▶ _ACTIVITY_:
Line by line, transcribe the data below exactly and pass over the images.

▶ _Records from a dataset_:
[Start of Attachment]
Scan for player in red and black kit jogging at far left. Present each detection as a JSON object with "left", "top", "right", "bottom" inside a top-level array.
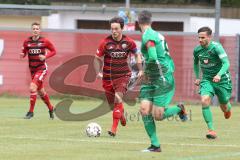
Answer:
[{"left": 20, "top": 22, "right": 56, "bottom": 119}]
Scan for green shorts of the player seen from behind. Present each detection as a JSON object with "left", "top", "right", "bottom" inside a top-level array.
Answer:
[{"left": 140, "top": 74, "right": 175, "bottom": 107}]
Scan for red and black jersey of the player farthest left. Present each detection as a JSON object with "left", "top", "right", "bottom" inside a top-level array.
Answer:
[{"left": 22, "top": 37, "right": 56, "bottom": 74}]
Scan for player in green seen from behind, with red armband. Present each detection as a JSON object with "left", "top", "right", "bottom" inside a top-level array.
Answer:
[{"left": 138, "top": 11, "right": 187, "bottom": 152}]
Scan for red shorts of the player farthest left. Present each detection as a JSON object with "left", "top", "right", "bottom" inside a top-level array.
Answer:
[{"left": 31, "top": 70, "right": 47, "bottom": 90}]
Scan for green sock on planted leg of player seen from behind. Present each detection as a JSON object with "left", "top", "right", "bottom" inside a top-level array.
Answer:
[{"left": 142, "top": 115, "right": 160, "bottom": 147}]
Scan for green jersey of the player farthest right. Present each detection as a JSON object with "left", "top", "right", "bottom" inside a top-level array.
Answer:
[{"left": 193, "top": 41, "right": 229, "bottom": 80}]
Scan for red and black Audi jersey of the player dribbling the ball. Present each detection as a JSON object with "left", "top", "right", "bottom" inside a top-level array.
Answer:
[{"left": 96, "top": 35, "right": 137, "bottom": 80}]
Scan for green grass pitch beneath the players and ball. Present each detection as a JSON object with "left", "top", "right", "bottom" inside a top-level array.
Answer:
[{"left": 0, "top": 97, "right": 240, "bottom": 160}]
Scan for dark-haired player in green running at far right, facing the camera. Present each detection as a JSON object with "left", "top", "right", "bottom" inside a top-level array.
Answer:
[{"left": 193, "top": 27, "right": 232, "bottom": 139}]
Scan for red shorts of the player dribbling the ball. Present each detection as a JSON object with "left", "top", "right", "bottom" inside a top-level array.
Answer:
[{"left": 102, "top": 76, "right": 130, "bottom": 104}]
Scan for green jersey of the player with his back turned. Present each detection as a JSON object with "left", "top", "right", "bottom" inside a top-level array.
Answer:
[{"left": 141, "top": 27, "right": 174, "bottom": 77}]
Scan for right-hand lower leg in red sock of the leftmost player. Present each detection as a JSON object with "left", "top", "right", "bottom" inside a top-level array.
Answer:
[{"left": 38, "top": 87, "right": 54, "bottom": 119}]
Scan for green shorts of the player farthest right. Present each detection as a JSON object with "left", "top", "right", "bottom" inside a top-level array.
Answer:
[{"left": 199, "top": 79, "right": 232, "bottom": 104}]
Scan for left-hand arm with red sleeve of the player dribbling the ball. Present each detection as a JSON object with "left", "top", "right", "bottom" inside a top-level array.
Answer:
[{"left": 93, "top": 41, "right": 104, "bottom": 78}]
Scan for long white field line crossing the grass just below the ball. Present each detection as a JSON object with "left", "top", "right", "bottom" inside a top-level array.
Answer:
[{"left": 0, "top": 136, "right": 240, "bottom": 148}]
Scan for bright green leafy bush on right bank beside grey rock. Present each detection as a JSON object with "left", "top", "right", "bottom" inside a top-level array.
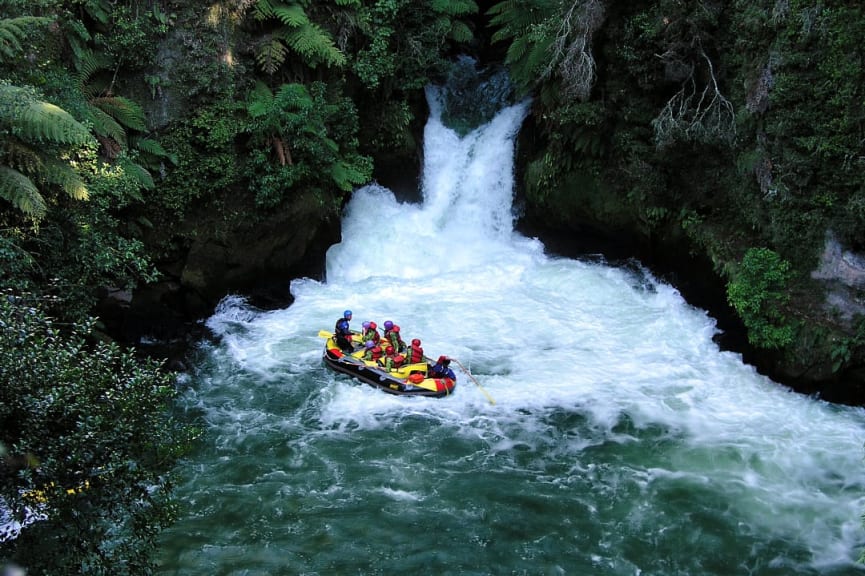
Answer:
[{"left": 727, "top": 248, "right": 793, "bottom": 348}]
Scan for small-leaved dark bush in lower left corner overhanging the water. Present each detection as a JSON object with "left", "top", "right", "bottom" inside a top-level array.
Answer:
[{"left": 0, "top": 292, "right": 192, "bottom": 575}]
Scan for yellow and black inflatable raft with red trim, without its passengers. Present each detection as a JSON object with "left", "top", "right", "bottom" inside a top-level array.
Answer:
[{"left": 324, "top": 336, "right": 456, "bottom": 398}]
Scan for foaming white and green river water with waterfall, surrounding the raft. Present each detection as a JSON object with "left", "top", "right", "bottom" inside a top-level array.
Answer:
[{"left": 158, "top": 74, "right": 865, "bottom": 576}]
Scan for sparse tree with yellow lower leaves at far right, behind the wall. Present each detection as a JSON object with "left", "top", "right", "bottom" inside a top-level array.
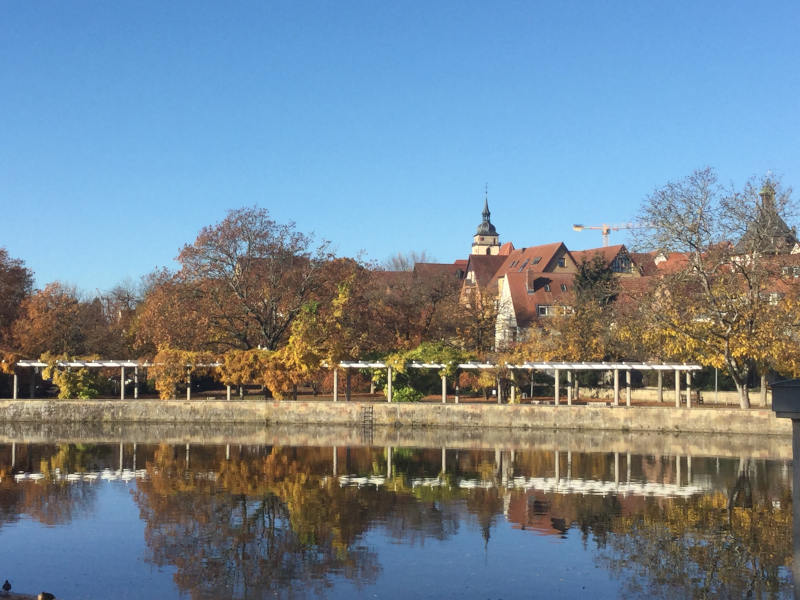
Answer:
[{"left": 640, "top": 169, "right": 796, "bottom": 408}]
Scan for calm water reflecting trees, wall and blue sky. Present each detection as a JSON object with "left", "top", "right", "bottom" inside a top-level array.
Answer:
[{"left": 0, "top": 429, "right": 794, "bottom": 600}]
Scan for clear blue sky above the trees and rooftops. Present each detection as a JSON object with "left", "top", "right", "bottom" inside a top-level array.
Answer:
[{"left": 0, "top": 0, "right": 800, "bottom": 293}]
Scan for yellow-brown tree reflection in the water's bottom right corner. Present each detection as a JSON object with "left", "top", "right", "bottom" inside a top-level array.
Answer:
[{"left": 599, "top": 469, "right": 792, "bottom": 598}]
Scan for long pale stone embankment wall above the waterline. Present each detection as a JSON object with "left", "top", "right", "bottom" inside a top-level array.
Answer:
[{"left": 0, "top": 400, "right": 791, "bottom": 436}]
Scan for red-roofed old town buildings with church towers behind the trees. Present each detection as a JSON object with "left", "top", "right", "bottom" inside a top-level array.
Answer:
[{"left": 415, "top": 185, "right": 800, "bottom": 348}]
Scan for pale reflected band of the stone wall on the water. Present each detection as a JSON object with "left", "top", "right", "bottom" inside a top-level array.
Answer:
[{"left": 0, "top": 422, "right": 792, "bottom": 460}]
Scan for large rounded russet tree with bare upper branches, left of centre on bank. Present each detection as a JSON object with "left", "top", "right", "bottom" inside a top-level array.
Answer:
[{"left": 177, "top": 207, "right": 333, "bottom": 350}]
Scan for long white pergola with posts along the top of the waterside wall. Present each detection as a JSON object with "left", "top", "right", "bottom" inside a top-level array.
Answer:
[{"left": 13, "top": 359, "right": 702, "bottom": 408}]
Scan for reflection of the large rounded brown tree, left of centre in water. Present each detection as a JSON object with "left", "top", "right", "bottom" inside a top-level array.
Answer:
[{"left": 135, "top": 446, "right": 380, "bottom": 598}]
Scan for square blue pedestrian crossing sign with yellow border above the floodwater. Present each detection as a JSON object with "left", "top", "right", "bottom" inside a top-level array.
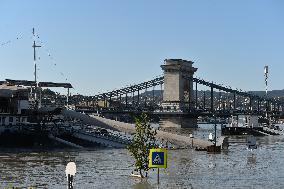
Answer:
[{"left": 149, "top": 148, "right": 167, "bottom": 168}]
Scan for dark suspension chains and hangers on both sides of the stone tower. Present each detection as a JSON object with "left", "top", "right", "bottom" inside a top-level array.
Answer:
[{"left": 80, "top": 76, "right": 283, "bottom": 116}]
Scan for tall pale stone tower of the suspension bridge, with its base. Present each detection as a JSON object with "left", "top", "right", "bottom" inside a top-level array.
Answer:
[{"left": 161, "top": 59, "right": 197, "bottom": 127}]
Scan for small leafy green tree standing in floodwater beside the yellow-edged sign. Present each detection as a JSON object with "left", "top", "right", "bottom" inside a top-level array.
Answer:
[{"left": 127, "top": 113, "right": 158, "bottom": 178}]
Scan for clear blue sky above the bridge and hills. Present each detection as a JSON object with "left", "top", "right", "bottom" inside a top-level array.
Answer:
[End of Attachment]
▶ _RESPONSE TO THE EXERCISE_:
Scan for player in red and black kit jogging at far left. Present each detection as a JSON object with "left", "top", "right", "bottom" inside a top-level array.
Answer:
[{"left": 20, "top": 22, "right": 56, "bottom": 119}]
Scan for green shorts of the player seen from behind. Present each detection as a JSON object with "left", "top", "right", "bottom" inside a top-level array.
Answer:
[{"left": 140, "top": 74, "right": 175, "bottom": 107}]
Scan for red and black jersey of the player farthest left. Present each detection as a JSON object with "left", "top", "right", "bottom" inside a top-level array.
Answer:
[{"left": 22, "top": 37, "right": 56, "bottom": 74}]
Scan for player in green seen from behind, with red armband. Present each detection as a JSON object with "left", "top", "right", "bottom" inside a top-level array.
Answer:
[{"left": 138, "top": 11, "right": 187, "bottom": 152}]
Scan for red shorts of the player farthest left. Present each detection as a JSON object with "left", "top", "right", "bottom" inside a top-level array.
Answer:
[{"left": 31, "top": 70, "right": 47, "bottom": 90}]
Scan for green sock on planted leg of player seen from behind. Present each detection as a JSON object with "left", "top", "right", "bottom" inside a top-level array.
Answer:
[{"left": 142, "top": 115, "right": 160, "bottom": 147}]
Scan for green jersey of the player farthest right. Present each detection as a JSON object with "left", "top", "right", "bottom" inside a top-level array.
Answer:
[{"left": 193, "top": 41, "right": 229, "bottom": 80}]
Scan for red and black Audi jersey of the player dribbling the ball. Present each detection as a JSON object with "left", "top", "right", "bottom" inside a top-level array.
Answer:
[{"left": 96, "top": 35, "right": 137, "bottom": 80}]
Scan for green grass pitch beneath the players and ball. Present each detection as a JSON object with "left", "top", "right", "bottom" inside a top-level array.
Answer:
[{"left": 0, "top": 97, "right": 240, "bottom": 160}]
Scan for dark-haired player in green running at far right, facing the camera. Present each detection as a JSON object with "left", "top", "right", "bottom" inside a top-level array.
Answer:
[{"left": 193, "top": 27, "right": 232, "bottom": 139}]
Scan for red shorts of the player dribbling the ball. Present each detection as a JSON object with "left", "top", "right", "bottom" inside a top-level array.
Answer:
[{"left": 102, "top": 76, "right": 130, "bottom": 104}]
Scan for green jersey of the player with his back turned. Present each detection as a JSON object with "left", "top", "right", "bottom" inside a top-level array.
Answer:
[{"left": 141, "top": 27, "right": 174, "bottom": 77}]
Scan for right-hand lower leg in red sock of the leftmost player. Present each detection as a JSON object with "left", "top", "right", "bottom" inside a top-level array.
Answer:
[{"left": 38, "top": 87, "right": 54, "bottom": 119}]
Scan for green shorts of the player farthest right. Present each detection as a JSON object with "left", "top", "right", "bottom" inside a top-level array.
Answer:
[{"left": 199, "top": 79, "right": 232, "bottom": 104}]
Scan for left-hand arm with red sleeve of the player dribbling the ball. Present each detection as a JSON object with "left", "top", "right", "bottom" inside a top-level array.
Answer:
[{"left": 93, "top": 41, "right": 104, "bottom": 78}]
Scan for long white field line crossing the grass just below the ball. Present each detection as a JSON object with "left", "top", "right", "bottom" inside a top-level array.
Answer:
[{"left": 0, "top": 136, "right": 240, "bottom": 148}]
Scan for bright green leafy bush on right bank beside grey rock. Present each detection as a JSON object with "left", "top", "right", "bottom" inside a top-level array.
Answer:
[{"left": 727, "top": 248, "right": 793, "bottom": 348}]
Scan for small-leaved dark bush in lower left corner overhanging the water. Present each detection as a JSON object with "left", "top", "right", "bottom" inside a top-level array.
Answer:
[{"left": 0, "top": 292, "right": 192, "bottom": 575}]
Scan for yellow and black inflatable raft with red trim, without its passengers. Present each detection as a JSON object with "left", "top", "right", "bottom" inside a top-level array.
Answer:
[{"left": 324, "top": 336, "right": 456, "bottom": 398}]
Scan for foaming white and green river water with waterfall, surrounding the raft. Present each detection as a JSON object with "left", "top", "right", "bottom" inside a top-level array.
Answer:
[{"left": 158, "top": 74, "right": 865, "bottom": 576}]
Scan for sparse tree with yellow lower leaves at far right, behind the wall. Present each detection as a JSON object with "left", "top", "right", "bottom" inside a top-level array.
Answer:
[{"left": 640, "top": 169, "right": 796, "bottom": 408}]
Scan for calm water reflecting trees, wall and blue sky. Present each detection as a JSON object with "left", "top", "right", "bottom" inside a top-level array.
Answer:
[{"left": 0, "top": 429, "right": 794, "bottom": 600}]
Scan for clear blue sky above the trees and rooftops. Present each detection as a JSON object with "left", "top", "right", "bottom" inside a top-level array.
Answer:
[{"left": 0, "top": 0, "right": 800, "bottom": 293}]
Scan for yellow-brown tree reflection in the water's bottom right corner. Present each detection as a JSON object with "left", "top", "right", "bottom" inside a top-level array.
Answer:
[{"left": 599, "top": 469, "right": 792, "bottom": 598}]
Scan for long pale stone embankment wall above the waterline. Present each detection as a JSON object with "left", "top", "right", "bottom" inside a top-level array.
Answer:
[{"left": 0, "top": 400, "right": 791, "bottom": 436}]
Scan for red-roofed old town buildings with church towers behind the trees. Present each detection as a JSON object with "left", "top", "right", "bottom" inside a top-level array.
Answer:
[{"left": 415, "top": 185, "right": 800, "bottom": 348}]
Scan for pale reflected band of the stone wall on the water. Present each detection as a JSON object with "left", "top", "right", "bottom" inside a top-level array.
Answer:
[{"left": 0, "top": 422, "right": 792, "bottom": 460}]
Scan for large rounded russet tree with bare upper branches, left of centre on bank. Present each detection as a JSON object with "left", "top", "right", "bottom" inside a top-level array.
Answer:
[{"left": 177, "top": 207, "right": 333, "bottom": 350}]
Scan for long white pergola with posts along the top of the waterside wall. Present each detection as a JSON object with "left", "top", "right", "bottom" inside a top-level array.
Answer:
[{"left": 13, "top": 359, "right": 702, "bottom": 408}]
Scan for reflection of the large rounded brown tree, left of centre in water. Present each detection as a JSON object with "left", "top", "right", "bottom" inside a top-level array.
Answer:
[{"left": 135, "top": 446, "right": 380, "bottom": 598}]
Scan for square blue pedestrian crossing sign with yellow border above the floodwater. Present each detection as a JSON object with "left", "top", "right", "bottom" inside a top-level array.
Answer:
[{"left": 149, "top": 148, "right": 167, "bottom": 168}]
Scan for dark suspension chains and hangers on both sides of the stone tower. Present each detection as a JSON object with "left", "top", "right", "bottom" inside a top-level array.
Answer:
[{"left": 80, "top": 76, "right": 283, "bottom": 116}]
Scan for tall pale stone tower of the suspension bridge, with its base. Present each detection as a JSON object with "left", "top", "right", "bottom" inside a top-level array.
Answer:
[{"left": 161, "top": 59, "right": 197, "bottom": 127}]
Scan for small leafy green tree standing in floodwater beside the yellow-edged sign. Present each detection as a JSON object with "left", "top", "right", "bottom" inside a top-level array.
Answer:
[{"left": 127, "top": 113, "right": 158, "bottom": 178}]
Scan for clear blue sky above the bridge and hills. Present each detection as a JSON object with "left", "top", "right", "bottom" inside a top-level array.
Answer:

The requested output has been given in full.